## INSTRUCTIONS TO FOLLOW
Copy out the material below word for word, leaving out the pictures.

[BEGIN DATA EXCERPTS]

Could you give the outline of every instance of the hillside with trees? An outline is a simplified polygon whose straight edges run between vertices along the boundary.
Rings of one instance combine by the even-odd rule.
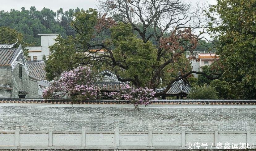
[[[29,10],[23,7],[21,10],[11,9],[0,11],[0,26],[7,26],[22,34],[23,40],[28,45],[40,45],[39,34],[57,33],[66,38],[74,35],[70,23],[76,12],[80,9],[70,9],[63,12],[62,8],[57,12],[44,8],[41,11],[32,6]]]

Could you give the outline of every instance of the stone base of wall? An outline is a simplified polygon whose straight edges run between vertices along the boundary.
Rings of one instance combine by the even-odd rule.
[[[0,149],[0,151],[149,151],[152,150],[114,150],[114,149]],[[235,150],[230,150],[230,149],[214,149],[214,150],[179,150],[179,151],[187,151],[189,150],[190,151],[202,151],[203,150],[207,151],[208,150],[211,150],[215,151],[223,151],[224,150],[228,150],[228,151],[244,151],[244,149],[235,149]],[[255,150],[255,149],[249,149],[246,150]],[[157,151],[177,151],[177,150],[157,150]]]

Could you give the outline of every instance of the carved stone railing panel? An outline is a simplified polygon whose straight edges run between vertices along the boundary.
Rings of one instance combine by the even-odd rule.
[[[121,131],[116,127],[112,131],[0,130],[1,149],[186,149],[187,143],[207,144],[207,149],[216,149],[220,142],[252,143],[256,144],[256,131],[250,128],[244,131]],[[254,149],[255,148],[255,145]],[[203,149],[203,147],[198,149]],[[194,147],[192,149],[193,149]]]
[[[0,146],[14,146],[15,145],[15,134],[0,133]]]
[[[48,134],[19,134],[20,146],[47,146]]]
[[[86,134],[86,146],[115,145],[114,134]]]
[[[181,134],[153,134],[153,146],[181,146]]]

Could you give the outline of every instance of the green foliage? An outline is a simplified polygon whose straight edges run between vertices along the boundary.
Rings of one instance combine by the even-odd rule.
[[[77,67],[81,63],[79,59],[84,55],[83,53],[76,53],[75,46],[72,43],[71,36],[64,39],[58,36],[57,42],[50,46],[52,53],[46,62],[45,68],[46,77],[49,81],[58,77],[63,71],[69,71]]]
[[[217,2],[208,15],[212,21],[210,31],[218,34],[216,50],[224,67],[224,78],[230,85],[241,85],[236,88],[241,93],[239,97],[256,98],[256,1]],[[221,20],[217,26],[213,13]]]
[[[205,66],[202,67],[202,70],[203,72],[208,74],[213,74],[214,73],[219,74],[221,75],[223,74],[223,67],[221,64],[220,64],[220,62],[215,60],[213,62],[210,66]],[[222,79],[222,76],[219,78],[220,79]],[[205,84],[207,85],[210,84],[210,83],[213,80],[209,79],[205,76],[198,75],[198,81],[197,81],[197,85],[203,85]]]
[[[218,98],[218,93],[215,88],[206,84],[196,86],[187,96],[192,99],[216,99]]]
[[[62,11],[61,12],[61,10]],[[30,46],[40,44],[39,34],[57,33],[65,38],[67,35],[75,35],[75,31],[70,26],[76,11],[70,9],[63,12],[61,8],[57,13],[44,7],[41,11],[35,6],[30,10],[24,7],[21,11],[11,9],[10,12],[0,11],[0,26],[8,26],[23,35],[25,42]]]
[[[50,47],[52,54],[49,56],[45,67],[49,80],[58,77],[63,71],[69,71],[79,64],[86,64],[88,61],[83,59],[85,56],[84,51],[78,50],[76,45],[78,41],[81,42],[78,44],[81,45],[90,40],[98,14],[95,10],[90,9],[86,11],[78,11],[74,16],[76,19],[72,22],[71,26],[82,33],[77,33],[75,38],[70,36],[64,38],[58,36],[56,40],[56,42]]]
[[[0,44],[11,44],[15,43],[18,40],[14,48],[18,48],[21,44],[25,56],[28,55],[27,50],[24,49],[26,45],[23,41],[22,34],[17,30],[8,27],[0,27]]]
[[[115,69],[125,78],[137,76],[144,86],[147,84],[156,63],[156,50],[151,42],[143,42],[132,32],[130,24],[120,23],[112,28],[111,36],[115,49],[113,53],[117,61],[124,62],[129,68],[124,72],[120,68]]]
[[[210,86],[214,87],[218,92],[219,98],[233,98],[233,95],[231,93],[231,88],[228,83],[219,79],[215,79],[211,82]]]

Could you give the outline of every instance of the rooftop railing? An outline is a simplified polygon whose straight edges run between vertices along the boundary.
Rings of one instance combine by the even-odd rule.
[[[192,54],[194,55],[198,55],[198,54],[214,54],[216,53],[216,51],[193,51]],[[187,55],[190,55],[191,53],[190,51],[187,51]]]

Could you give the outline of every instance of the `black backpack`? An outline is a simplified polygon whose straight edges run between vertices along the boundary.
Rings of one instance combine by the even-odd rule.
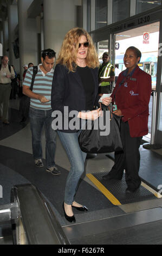
[[[37,66],[34,66],[32,80],[31,80],[31,85],[30,87],[30,89],[31,90],[33,90],[35,77],[36,75],[37,74],[37,72],[38,72]],[[20,102],[19,111],[22,113],[23,117],[25,117],[26,118],[27,118],[29,116],[30,102],[30,98],[27,95],[25,95],[23,97],[22,97]]]

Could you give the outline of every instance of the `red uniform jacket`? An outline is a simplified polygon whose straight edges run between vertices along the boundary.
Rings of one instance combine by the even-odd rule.
[[[142,136],[148,133],[151,76],[138,66],[132,76],[127,79],[124,75],[124,72],[119,74],[111,96],[112,102],[115,100],[118,109],[121,110],[124,115],[122,121],[128,121],[131,137]]]

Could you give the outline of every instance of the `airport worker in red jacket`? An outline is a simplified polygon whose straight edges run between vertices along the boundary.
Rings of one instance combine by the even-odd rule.
[[[126,192],[132,193],[140,186],[139,176],[142,137],[148,133],[148,104],[152,91],[151,76],[140,69],[141,57],[136,47],[128,47],[124,62],[126,69],[121,72],[111,95],[113,113],[121,117],[120,136],[123,150],[115,152],[114,165],[105,180],[120,180],[125,170]]]

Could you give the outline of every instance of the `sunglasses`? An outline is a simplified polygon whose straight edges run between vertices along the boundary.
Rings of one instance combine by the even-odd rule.
[[[88,47],[89,45],[89,42],[82,42],[82,43],[79,43],[79,48],[81,47],[81,45],[83,45],[85,47],[87,48]]]

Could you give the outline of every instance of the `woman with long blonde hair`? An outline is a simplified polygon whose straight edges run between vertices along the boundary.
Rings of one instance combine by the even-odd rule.
[[[56,62],[51,107],[54,117],[57,115],[55,113],[61,113],[59,115],[59,113],[54,119],[56,122],[55,125],[53,124],[53,128],[57,130],[71,164],[63,204],[65,217],[70,222],[76,221],[73,208],[88,211],[87,207],[74,200],[86,157],[86,154],[80,148],[78,137],[81,131],[81,121],[95,120],[101,114],[100,108],[93,109],[98,97],[99,64],[98,54],[89,34],[80,28],[69,31],[65,36]],[[108,105],[111,99],[105,98],[102,103]],[[75,122],[72,122],[74,113],[76,118]]]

[END DATA EXCERPTS]

## PROBLEM SOLUTION
Could you give the outline of every instance of the hillside with trees? An outline is a simplified polygon whose straight edges run between vertices along the boundary.
Rings of one instance combine by the even-odd rule.
[[[29,10],[23,7],[21,10],[11,9],[0,11],[0,26],[7,26],[22,34],[23,40],[28,45],[40,45],[39,34],[57,33],[66,38],[74,35],[70,23],[76,12],[80,9],[70,9],[63,12],[62,8],[57,12],[44,8],[41,11],[32,6]]]

Could you give the outline of every instance of the stone base of wall? An outline is a simplified polygon whose straight edges run between vertices along the boundary.
Rings of one instance combine by the even-odd rule.
[[[0,149],[0,151],[149,151],[152,150],[114,150],[114,149]],[[235,150],[230,150],[230,149],[214,149],[214,150],[179,150],[179,151],[187,151],[189,150],[190,151],[202,151],[203,150],[207,151],[208,150],[211,150],[215,151],[223,151],[224,150],[228,150],[228,151],[244,151],[244,149],[235,149]],[[255,150],[255,149],[249,149],[246,150]],[[157,151],[177,151],[177,150],[157,150]]]

Could you give the outline of every instance of the carved stone railing panel? An outline is a simplified polygon whose straight edges run between vertices along the boundary.
Rings of one instance combine by the even-odd rule.
[[[121,131],[116,127],[112,131],[0,130],[1,149],[186,149],[187,143],[207,144],[207,149],[216,149],[220,142],[252,143],[256,144],[256,131],[250,128],[244,131]],[[254,149],[255,148],[255,145]],[[203,149],[203,147],[198,149]],[[194,147],[192,149],[193,149]]]
[[[0,146],[14,146],[15,145],[15,134],[0,133]]]
[[[48,134],[19,134],[20,146],[47,146]]]
[[[86,134],[86,146],[115,145],[114,134]]]
[[[181,134],[153,134],[153,146],[181,146]]]

Could you give the outline of every instance of the green foliage? An outline is a simplified polygon whose straight edges run between vertices along the boundary.
Rings of one instance combine by the even-odd rule.
[[[77,67],[81,63],[79,59],[84,55],[83,53],[76,53],[75,46],[72,43],[71,36],[64,39],[58,36],[57,42],[50,46],[52,53],[46,62],[45,68],[46,77],[49,81],[58,77],[63,71],[69,71]]]
[[[217,2],[208,15],[212,21],[210,31],[218,34],[216,50],[224,67],[224,78],[230,85],[241,85],[236,88],[241,93],[239,97],[256,98],[256,1]],[[221,20],[217,26],[213,13]]]
[[[205,66],[202,67],[202,70],[203,72],[208,74],[213,74],[214,73],[219,74],[221,75],[223,74],[223,67],[221,64],[220,64],[220,62],[215,60],[213,62],[210,66]],[[222,79],[222,76],[219,78],[220,79]],[[205,84],[207,85],[210,84],[210,83],[213,80],[209,79],[205,76],[198,75],[198,81],[197,81],[197,85],[203,85]]]
[[[218,98],[218,93],[215,88],[206,84],[196,86],[187,96],[192,99],[216,99]]]
[[[62,11],[61,12],[61,10]],[[30,46],[40,44],[39,34],[57,33],[65,38],[67,35],[75,35],[75,31],[70,26],[76,11],[70,9],[63,12],[61,8],[57,13],[44,7],[41,11],[35,6],[30,10],[24,7],[21,11],[11,9],[10,12],[0,11],[0,26],[8,26],[23,35],[25,42]]]
[[[50,47],[52,54],[49,56],[45,67],[49,80],[58,77],[63,71],[69,71],[79,64],[86,64],[88,61],[83,59],[85,56],[84,51],[78,50],[76,45],[78,41],[81,42],[78,44],[81,45],[90,40],[98,14],[95,10],[90,9],[86,11],[78,11],[74,16],[76,19],[72,22],[71,26],[82,33],[77,33],[75,38],[70,36],[64,38],[58,36],[56,40],[56,42]]]
[[[0,44],[11,44],[15,43],[18,40],[14,48],[18,48],[21,44],[25,56],[28,55],[27,50],[24,49],[26,45],[23,41],[22,34],[17,30],[8,27],[0,27]]]
[[[115,69],[125,78],[137,76],[144,86],[147,84],[156,63],[156,50],[151,42],[143,42],[132,32],[130,24],[120,23],[112,28],[111,36],[115,49],[113,53],[117,61],[124,62],[129,68],[124,72],[120,68]]]
[[[210,86],[214,87],[218,92],[219,98],[233,98],[233,95],[231,93],[231,88],[228,83],[219,79],[215,79],[211,82]]]

Could you give the outline of every instance of the rooftop railing? An outline is a simplified polygon whose straight edges run between vertices along the boundary.
Rings of one instance combine by the even-odd rule.
[[[192,54],[194,55],[198,55],[198,54],[214,54],[216,53],[216,51],[193,51]],[[187,55],[190,55],[191,53],[190,51],[187,51]]]

Could you give the outline of every instance of the `black backpack`? An outline is a simplified polygon whose straight edges run between vertices along the boundary.
Rings of one instance combine by the even-odd rule.
[[[37,66],[34,66],[32,80],[31,80],[31,85],[30,87],[30,89],[31,90],[33,90],[35,77],[36,75],[37,74],[37,72],[38,72]],[[20,102],[19,111],[22,113],[23,117],[25,117],[26,118],[27,118],[29,116],[30,102],[30,98],[27,95],[25,95],[23,97],[22,97]]]

Could you give the outline of every instance of the `red uniform jacket`? An outline is a simplified polygon whose straight edges run between vertices along the boundary.
Rings of one instance combine by the even-odd rule.
[[[142,136],[148,133],[151,76],[138,66],[132,76],[127,79],[124,75],[124,72],[119,74],[111,96],[112,102],[115,100],[118,109],[121,110],[124,115],[122,121],[128,121],[131,137]]]

Could you give the outline of every instance of the `airport worker in red jacket`? An outline is a simplified polygon whose straight edges run between vertices along the boundary.
Rings of one instance combine by the even-odd rule.
[[[126,192],[132,193],[140,186],[139,176],[142,137],[148,133],[148,104],[152,91],[151,76],[140,69],[141,57],[136,47],[128,47],[124,62],[126,69],[121,72],[111,95],[113,113],[121,117],[120,136],[123,150],[115,152],[114,165],[105,180],[120,180],[125,170]]]

Could you give the outline of every instance of the `sunglasses`? An outline is a simplified polygon whose straight edges run between vertices along the boundary.
Rings of one instance combine by the even-odd rule.
[[[88,47],[89,45],[89,42],[82,42],[82,43],[79,43],[79,48],[81,47],[81,45],[83,45],[85,47],[87,48]]]

Could you give the outline of every instance of the `woman with long blonde hair`? An outline is a simplified polygon whose straight edges run between vertices along the boundary.
Rings of one instance combine by the even-odd rule.
[[[56,62],[51,107],[54,117],[57,115],[55,113],[61,113],[59,115],[59,113],[54,119],[56,122],[55,125],[53,124],[53,128],[57,130],[71,164],[63,204],[65,217],[70,222],[76,221],[73,208],[88,211],[87,207],[74,200],[86,157],[86,154],[80,148],[78,137],[81,131],[81,121],[95,120],[101,114],[100,108],[93,109],[98,97],[99,64],[98,54],[89,34],[80,28],[69,31],[65,36]],[[108,105],[111,99],[105,98],[102,103]],[[75,122],[72,122],[74,113],[76,118]]]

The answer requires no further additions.